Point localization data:
Segment Open
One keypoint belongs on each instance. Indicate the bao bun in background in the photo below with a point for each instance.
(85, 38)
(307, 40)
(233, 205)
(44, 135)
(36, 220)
Segment Closed
TASK TO CARRY OUT: Each line above is to be restated exactly.

OUTPUT FOR THIS EXERCISE:
One keypoint belongs on each instance. Indicate the bao bun in background in the photo below with a point for each instance.
(85, 38)
(307, 40)
(233, 205)
(44, 135)
(36, 220)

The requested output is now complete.